● **SET PROBLEM**: Can you restate the records below word for word?

Location identification items
┄┄┄┄┄┄┄┄┄┄

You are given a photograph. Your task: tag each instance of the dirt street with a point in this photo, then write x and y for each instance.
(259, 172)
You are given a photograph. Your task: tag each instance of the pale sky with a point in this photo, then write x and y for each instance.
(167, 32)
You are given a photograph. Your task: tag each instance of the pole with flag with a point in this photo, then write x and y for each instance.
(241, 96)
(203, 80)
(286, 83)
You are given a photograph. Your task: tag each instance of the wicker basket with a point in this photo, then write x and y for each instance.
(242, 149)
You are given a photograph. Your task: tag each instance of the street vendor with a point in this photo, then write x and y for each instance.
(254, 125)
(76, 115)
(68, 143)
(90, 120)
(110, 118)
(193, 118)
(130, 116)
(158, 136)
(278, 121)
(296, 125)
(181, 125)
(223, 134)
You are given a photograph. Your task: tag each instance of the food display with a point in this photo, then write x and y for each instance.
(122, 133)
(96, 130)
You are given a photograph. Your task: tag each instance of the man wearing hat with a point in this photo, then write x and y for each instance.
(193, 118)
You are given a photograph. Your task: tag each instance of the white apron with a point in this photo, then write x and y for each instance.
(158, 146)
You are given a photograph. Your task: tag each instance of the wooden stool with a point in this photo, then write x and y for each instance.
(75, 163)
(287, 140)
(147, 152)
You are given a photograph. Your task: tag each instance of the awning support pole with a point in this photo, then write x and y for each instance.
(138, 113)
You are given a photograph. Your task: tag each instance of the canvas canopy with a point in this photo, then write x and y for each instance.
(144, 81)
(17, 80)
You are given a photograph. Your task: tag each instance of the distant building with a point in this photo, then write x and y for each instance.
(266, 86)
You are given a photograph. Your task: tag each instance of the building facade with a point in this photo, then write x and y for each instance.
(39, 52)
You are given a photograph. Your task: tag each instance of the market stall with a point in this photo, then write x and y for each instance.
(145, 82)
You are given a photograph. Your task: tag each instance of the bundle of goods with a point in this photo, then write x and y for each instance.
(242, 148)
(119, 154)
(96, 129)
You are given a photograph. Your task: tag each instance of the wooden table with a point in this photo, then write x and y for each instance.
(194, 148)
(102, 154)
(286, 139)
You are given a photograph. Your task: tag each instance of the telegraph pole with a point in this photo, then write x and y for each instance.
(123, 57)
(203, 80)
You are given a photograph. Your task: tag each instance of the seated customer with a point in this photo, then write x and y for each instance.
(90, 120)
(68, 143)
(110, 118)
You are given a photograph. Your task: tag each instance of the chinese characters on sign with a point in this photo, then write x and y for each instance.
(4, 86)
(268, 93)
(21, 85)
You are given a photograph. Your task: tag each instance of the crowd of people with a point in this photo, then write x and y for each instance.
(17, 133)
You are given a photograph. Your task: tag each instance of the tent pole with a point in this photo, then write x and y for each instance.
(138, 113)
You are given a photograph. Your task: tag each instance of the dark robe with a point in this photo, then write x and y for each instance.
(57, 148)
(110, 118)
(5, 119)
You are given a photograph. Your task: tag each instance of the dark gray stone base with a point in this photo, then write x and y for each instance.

┄┄┄┄┄┄┄┄┄┄

● **SOLUTION FOR THIS EXERCISE**:
You are given a photograph. Your task: tag each instance of the dirt street with a point in this photo, then write x and y for each instance.
(259, 172)
You are given a photograph. Your task: tag each instance of the pale sky with a point in this photo, then write x and y for each instance.
(167, 32)
You are given a photograph. Your task: tag each instance of the pole with flag with a point in this photo, then write x and y for each instance.
(241, 96)
(203, 80)
(286, 83)
You are given a photograph. Your task: tag each instance of the wicker basket with a point in this photo, then write x and y for each instance.
(242, 149)
You are given a photograph. Your task: tag each instance of the street vendor with a point in this photo, then write x and y for each instance.
(254, 125)
(76, 115)
(68, 143)
(90, 120)
(110, 118)
(193, 118)
(130, 116)
(158, 136)
(278, 121)
(296, 125)
(181, 125)
(223, 134)
You are given a photograph. Your task: tag each instance of the food display with a point in this photo, then write x and y for each instance.
(122, 133)
(96, 130)
You are given a photograph. Your task: tag each instance of the man wearing hat with a point in this photo, then write x and y for each instance.
(193, 118)
You are given a photograph. Your task: tag each instance of the white apron with a point in this photo, then write x and y for each instance.
(158, 146)
You are given a photograph. Your task: tag each instance of the wooden stool with a point in this photo, then write x and y for each instance.
(75, 163)
(287, 140)
(147, 152)
You are given a photograph. Your task: tag each instance of the awning support pole with a point in this photo, then write x and y for each instance.
(138, 113)
You are given a photograph. Your task: tag each instance of the canvas canopy with a point in this photo, then write x and y for each instance.
(144, 81)
(17, 80)
You are given a photograph. Your task: tag each instance of the distant building with a point in this photo, then write x and y for each instance.
(266, 86)
You are given a photograph. Your task: tag each instance of the building facade with a point in this photo, then write x and y for each instance.
(39, 52)
You are given a photograph. Your task: tag each instance of the market stall with a point in this photo, then write x and y for each instance.
(145, 82)
You are given a photograph. Your task: tag each instance of the bundle of goods with a point in this photo, then write x and y for each instance.
(242, 148)
(119, 154)
(96, 129)
You are given a photograph. Your task: tag each instance of the wooden table with a point in this photo, then write x and y for each instance.
(194, 148)
(102, 154)
(286, 139)
You are given a photograph. Your task: tag each instance of the telegraph pole with a point in this photo, then write x and y for each instance.
(123, 57)
(203, 80)
You are given a photograph. Your task: tag each instance of the seated customer with a point in this photo, then write x and y for each instance.
(90, 120)
(68, 143)
(110, 118)
You are given a photograph. Your task: tag each instance of the chinese characters on sign with a point in this photo, then write x and y for each instance.
(4, 86)
(268, 93)
(21, 85)
You are given a photograph. Your task: tag each instance of the crowd of people with a point in this photo, then write x and y for each instance.
(17, 133)
You are given a photograph. Your task: tag each instance of the tent pole with a point in this photo, then write x and y for each instance.
(138, 113)
You are given a photograph. Your task: tag each instance of the dark robe with a point in this photo, then write x and y for each instance.
(57, 148)
(110, 118)
(5, 119)
You are given a photograph. Your task: tag each instance of the dark gray stone base with a point in this photo, then write x and y for each instance.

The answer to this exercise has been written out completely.